====== Kutipan Teks
KABARBURSA.COM – Direktur Eksekutif CORE Indonesia, Mohammad Faisal, menilai Anggaran Pendapatan dan Belanja Negara (APBN) 2025 belum menunjukkan sense of urgency yang memadai dalam menghadapi tantangan ekonomi mendatang.
Menurutnya, besaran defisit dan kebijakan pemerintah saat ini kurang tepat untuk kondisi perekonomian yang sedang dihadapi.
“APBN 2025 belum secara efektif merespons tantangan ekonomi mendatang. Dari sisi belanja, kami memperkirakan realisasi belanja akan turun signifikan pada semester pertama tahun 2025 akibat proses konsolidasi kelembagaan dan tingginya efek perbandingan dari periode sebelumnya,” ujar Faisal saat ditemui di Cikini, Jakarta Pusat, Minggu, 24 November 2024.
============
• Tugas Latihan:
- A) Jawab pertanyaan berikut berdasarkan kutipan tentang APBN 2025:
(i) Siapa Direktur Eksekutif CORE Indonesia?
(ii) Di mana Faisal ditemui saat memberikan pernyataannya?
(iii) Pada semester berapa realisasi belanja diperkirakan turun signifikan?
- B) Menurut kutipan tentang APBN 2025, mengapa realisasi belanja diperkirakan turun signifikan? Jawab dalam satu sampai tiga kalimat.
- C) Teruskan kutipan tentang APBN 2025 mulai dari kalimat terakhirnya.
Entri yang ada tidak dipakai dalam latihan ini.
====== Data Tercatat
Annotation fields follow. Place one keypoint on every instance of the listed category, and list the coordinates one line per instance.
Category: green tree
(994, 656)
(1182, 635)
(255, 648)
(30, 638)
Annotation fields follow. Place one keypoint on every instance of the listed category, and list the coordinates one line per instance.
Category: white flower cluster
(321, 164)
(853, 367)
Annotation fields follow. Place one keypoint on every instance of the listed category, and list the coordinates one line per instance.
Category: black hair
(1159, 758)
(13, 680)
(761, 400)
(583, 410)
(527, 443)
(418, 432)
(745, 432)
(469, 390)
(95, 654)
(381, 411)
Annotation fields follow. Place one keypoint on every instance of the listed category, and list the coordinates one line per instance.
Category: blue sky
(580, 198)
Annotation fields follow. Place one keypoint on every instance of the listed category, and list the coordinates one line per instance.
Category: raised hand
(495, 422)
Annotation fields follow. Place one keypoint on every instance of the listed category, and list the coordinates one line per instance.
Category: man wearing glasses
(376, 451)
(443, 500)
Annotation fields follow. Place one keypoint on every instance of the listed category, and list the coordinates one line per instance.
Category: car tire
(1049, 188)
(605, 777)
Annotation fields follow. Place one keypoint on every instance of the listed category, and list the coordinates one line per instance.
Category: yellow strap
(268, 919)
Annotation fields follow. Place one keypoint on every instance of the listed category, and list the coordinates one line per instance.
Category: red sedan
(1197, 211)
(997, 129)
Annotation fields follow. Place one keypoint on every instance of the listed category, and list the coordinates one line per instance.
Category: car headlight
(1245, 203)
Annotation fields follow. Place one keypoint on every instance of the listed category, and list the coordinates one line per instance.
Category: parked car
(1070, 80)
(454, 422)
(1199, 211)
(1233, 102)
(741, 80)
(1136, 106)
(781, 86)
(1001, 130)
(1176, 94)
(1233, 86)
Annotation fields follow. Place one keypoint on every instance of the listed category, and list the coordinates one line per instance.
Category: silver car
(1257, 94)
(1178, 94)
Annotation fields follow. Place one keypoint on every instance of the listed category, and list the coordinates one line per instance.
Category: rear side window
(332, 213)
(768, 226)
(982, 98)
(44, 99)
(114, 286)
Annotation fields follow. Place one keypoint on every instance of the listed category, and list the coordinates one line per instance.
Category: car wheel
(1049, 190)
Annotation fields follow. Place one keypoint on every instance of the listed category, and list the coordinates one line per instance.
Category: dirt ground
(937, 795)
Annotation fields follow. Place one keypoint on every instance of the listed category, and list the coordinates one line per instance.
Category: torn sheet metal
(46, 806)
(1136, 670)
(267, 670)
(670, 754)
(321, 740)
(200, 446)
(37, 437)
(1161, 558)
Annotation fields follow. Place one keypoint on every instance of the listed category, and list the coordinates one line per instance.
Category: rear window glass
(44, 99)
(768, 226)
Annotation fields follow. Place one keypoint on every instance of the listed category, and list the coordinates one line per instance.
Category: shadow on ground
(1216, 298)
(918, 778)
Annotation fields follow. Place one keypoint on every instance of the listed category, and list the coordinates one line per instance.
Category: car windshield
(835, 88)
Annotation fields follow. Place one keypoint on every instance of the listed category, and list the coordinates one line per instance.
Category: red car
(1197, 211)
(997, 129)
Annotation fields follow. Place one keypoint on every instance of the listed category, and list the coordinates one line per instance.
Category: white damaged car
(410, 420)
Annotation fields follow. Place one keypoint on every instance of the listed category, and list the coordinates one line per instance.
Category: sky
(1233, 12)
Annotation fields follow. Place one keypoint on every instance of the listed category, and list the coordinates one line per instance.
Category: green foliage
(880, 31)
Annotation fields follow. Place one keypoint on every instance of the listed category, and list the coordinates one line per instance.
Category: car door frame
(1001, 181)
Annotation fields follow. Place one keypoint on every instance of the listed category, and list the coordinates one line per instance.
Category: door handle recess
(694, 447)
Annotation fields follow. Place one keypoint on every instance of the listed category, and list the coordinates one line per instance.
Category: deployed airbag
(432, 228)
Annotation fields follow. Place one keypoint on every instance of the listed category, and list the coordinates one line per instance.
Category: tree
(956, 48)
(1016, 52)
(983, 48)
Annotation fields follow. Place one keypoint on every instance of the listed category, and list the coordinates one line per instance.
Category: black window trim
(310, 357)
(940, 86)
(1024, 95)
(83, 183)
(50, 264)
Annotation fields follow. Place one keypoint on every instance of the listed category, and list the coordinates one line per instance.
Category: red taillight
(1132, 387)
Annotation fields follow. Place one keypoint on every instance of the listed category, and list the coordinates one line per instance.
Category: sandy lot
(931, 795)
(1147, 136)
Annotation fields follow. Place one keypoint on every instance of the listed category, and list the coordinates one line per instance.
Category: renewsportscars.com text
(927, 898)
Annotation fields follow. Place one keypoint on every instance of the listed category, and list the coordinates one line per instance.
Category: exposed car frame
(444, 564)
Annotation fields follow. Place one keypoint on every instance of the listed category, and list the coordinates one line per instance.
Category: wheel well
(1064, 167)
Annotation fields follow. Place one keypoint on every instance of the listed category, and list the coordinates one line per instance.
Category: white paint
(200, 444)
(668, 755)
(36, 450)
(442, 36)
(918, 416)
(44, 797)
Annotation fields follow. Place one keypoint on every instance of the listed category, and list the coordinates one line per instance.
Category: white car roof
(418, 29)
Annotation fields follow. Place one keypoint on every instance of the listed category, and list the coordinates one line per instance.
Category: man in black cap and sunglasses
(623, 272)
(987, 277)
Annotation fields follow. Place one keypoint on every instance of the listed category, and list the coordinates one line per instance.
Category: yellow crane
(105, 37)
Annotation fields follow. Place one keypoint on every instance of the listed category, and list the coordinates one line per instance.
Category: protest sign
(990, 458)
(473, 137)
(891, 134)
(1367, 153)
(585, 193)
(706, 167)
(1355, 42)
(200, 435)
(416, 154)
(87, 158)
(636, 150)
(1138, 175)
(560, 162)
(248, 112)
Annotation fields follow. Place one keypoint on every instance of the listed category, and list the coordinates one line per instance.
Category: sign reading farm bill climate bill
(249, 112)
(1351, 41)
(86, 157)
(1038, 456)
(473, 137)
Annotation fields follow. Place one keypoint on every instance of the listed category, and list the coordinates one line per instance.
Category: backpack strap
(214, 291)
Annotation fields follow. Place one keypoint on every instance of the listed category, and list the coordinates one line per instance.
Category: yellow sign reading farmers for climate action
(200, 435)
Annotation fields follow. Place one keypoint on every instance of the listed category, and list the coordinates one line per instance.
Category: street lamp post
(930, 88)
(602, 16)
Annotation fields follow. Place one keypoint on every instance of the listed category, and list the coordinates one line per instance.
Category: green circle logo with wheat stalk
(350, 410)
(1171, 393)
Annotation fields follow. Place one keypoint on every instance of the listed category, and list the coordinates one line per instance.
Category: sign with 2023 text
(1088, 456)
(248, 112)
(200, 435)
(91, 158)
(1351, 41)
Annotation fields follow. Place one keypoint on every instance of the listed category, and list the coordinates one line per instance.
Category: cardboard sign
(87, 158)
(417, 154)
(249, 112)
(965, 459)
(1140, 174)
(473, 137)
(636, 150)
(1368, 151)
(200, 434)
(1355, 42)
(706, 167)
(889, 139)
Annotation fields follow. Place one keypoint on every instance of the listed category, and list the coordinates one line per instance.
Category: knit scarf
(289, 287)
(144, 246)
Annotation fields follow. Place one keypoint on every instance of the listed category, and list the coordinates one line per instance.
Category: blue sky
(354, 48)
============
• Jawaban Tiap Tugas:
- A)
(i) Mohammad Faisal.
(ii) Di Cikini, Jakarta Pusat.
(iii) Pada semester pertama tahun 2025.

- B) Realisasi belanja diperkirakan turun signifikan pada semester pertama 2025. Penyebabnya adalah proses konsolidasi kelembagaan dan tingginya efek perbandingan dari periode sebelumnya.

- C)
Presiden Prabowo Subianto telah membentuk Kabinet Merah Putih yang terdiri atas 48 kementerian, 56 wakil menteri, serta 14 kementerian baru. Selain itu, tujuh badan baru, termasuk Badan Teknologi, Informasi, dan Intelijen Keuangan serta Badan Pengendalian Pembangunan dan Investigasi Khusus, juga telah dibentuk.
Faisal menyoroti bahwa penambahan struktur ini dapat berdampak pada lambatnya penyerapan anggaran. “Proses konsolidasi kelembagaan akan menghambat implementasi program di semester pertama, meskipun total anggaran meningkat. Selain itu, struktur baru ini meningkatkan potensi pelebaran defisit APBN 2025,” jelasnya.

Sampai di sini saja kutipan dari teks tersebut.